EXCERPTED PASSAGE
......
Transitions are slow, emotional adjustments after change. A transition is also internal, invisible, and intangible. You will need to re-examine your roles, your values, and your self-understanding, as explained in “Elements of life transitions,” before you can let go and create space for something new.
Give yourself time to work through these transitions. Here are some ways you can honor that slower pace:
Be patient
The skill of patience takes practice, which is hard to come by in a culture which demands instant gratification. No one likes having to wait! We also have little tolerance for discomfort, which has contributed to the current opioid addiction crisis.
Patience is necessary to move through every transition. There is no rushing this process—I know because I’ve tried and it doesn’t work. Some changes will take longer that others to adjust to but it will eventually happen.
Avoid indecision
“Indecision steals many years from many people who
wind up wishing they’d just had the courage to leap.”
Doe Zantamada
Change requires decision-making. Transitions allow you to sift through what is new or different and decide which of your current options are best for you and those you love (and possibly others affected by the same change). Avoiding decision-making gives the illusion of speeding up the transition process, but it can cause complications and heartache later.
Act with confidence
Appreciate your own abilities or qualities—or, at the very least, “fake it until you make it.” With practice, you can learn to trust yourself when faced with challenges and changes. Never doubt yourself and don’t let anyone else do it for you. You can move through transitions with self-assuredness when you trust yourself.
Draw on your resiliency skills
We all have the ability to adjust to or recover from change. This is the very definition of resilience. Bonnie Bernard, M.S.W. in her article, The Foundations of the Resiliency Framework, refers to several longitudinal research studies indicating that even children born into high-risk and dysfunctional families have the capacity to lead successful lives with the support of families, schools, and communities.
......
Write out the passage on life transitions word for word, from "Draw on your" up to and including "schools, and communities.". The rows that come after this text can be ignored.

(Stored rows)
......
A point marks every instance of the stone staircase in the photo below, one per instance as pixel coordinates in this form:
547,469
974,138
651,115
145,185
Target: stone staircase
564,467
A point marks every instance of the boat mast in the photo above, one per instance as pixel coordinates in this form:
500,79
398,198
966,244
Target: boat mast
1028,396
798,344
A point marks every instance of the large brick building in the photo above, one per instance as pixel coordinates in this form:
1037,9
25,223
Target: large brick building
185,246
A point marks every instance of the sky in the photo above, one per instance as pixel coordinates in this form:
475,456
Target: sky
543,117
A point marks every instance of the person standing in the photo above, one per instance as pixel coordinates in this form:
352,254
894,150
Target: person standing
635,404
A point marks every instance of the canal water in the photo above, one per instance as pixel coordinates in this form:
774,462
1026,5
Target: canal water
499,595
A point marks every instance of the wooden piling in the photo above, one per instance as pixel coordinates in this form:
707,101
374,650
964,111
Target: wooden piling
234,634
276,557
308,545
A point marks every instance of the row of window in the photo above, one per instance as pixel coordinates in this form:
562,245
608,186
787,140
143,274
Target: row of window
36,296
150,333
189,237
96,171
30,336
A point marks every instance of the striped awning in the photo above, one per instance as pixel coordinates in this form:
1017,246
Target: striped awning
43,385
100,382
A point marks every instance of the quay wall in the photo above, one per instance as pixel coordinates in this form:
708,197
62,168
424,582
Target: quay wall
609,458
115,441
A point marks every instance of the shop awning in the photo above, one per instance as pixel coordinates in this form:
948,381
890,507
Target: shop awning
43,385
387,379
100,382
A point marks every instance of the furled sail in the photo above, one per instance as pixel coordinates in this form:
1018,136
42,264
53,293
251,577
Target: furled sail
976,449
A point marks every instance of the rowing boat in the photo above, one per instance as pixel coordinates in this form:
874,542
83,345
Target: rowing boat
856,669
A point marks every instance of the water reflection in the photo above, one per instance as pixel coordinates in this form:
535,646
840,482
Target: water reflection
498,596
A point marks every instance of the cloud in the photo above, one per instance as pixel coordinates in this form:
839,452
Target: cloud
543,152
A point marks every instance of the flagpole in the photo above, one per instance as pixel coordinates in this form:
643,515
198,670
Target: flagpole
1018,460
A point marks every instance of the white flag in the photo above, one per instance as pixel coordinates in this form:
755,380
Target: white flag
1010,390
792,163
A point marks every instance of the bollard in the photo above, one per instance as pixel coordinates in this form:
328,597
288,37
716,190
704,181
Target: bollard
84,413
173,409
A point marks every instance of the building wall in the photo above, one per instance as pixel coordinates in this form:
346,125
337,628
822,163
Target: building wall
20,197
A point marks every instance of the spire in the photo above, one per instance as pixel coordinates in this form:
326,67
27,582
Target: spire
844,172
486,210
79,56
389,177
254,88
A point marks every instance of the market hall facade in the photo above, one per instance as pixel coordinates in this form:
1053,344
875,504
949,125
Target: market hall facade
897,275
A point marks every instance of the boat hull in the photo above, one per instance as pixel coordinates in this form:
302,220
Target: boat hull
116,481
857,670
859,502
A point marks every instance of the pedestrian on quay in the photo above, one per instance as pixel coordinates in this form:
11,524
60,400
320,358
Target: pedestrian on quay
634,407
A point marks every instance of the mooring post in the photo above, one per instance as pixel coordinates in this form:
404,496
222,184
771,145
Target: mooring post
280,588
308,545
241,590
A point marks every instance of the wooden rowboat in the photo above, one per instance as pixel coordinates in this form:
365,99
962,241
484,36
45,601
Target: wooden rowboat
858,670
......
RESPONSE AREA
Draw on your resiliency skills
We all have the ability to adjust to or recover from change. This is the very definition of resilience. Bonnie Bernard, M.S.W. in her article, The Foundations of the Resiliency Framework, refers to several longitudinal research studies indicating that even children born into high-risk and dysfunctional families have the capacity to lead successful lives with the support of families, schools, and communities.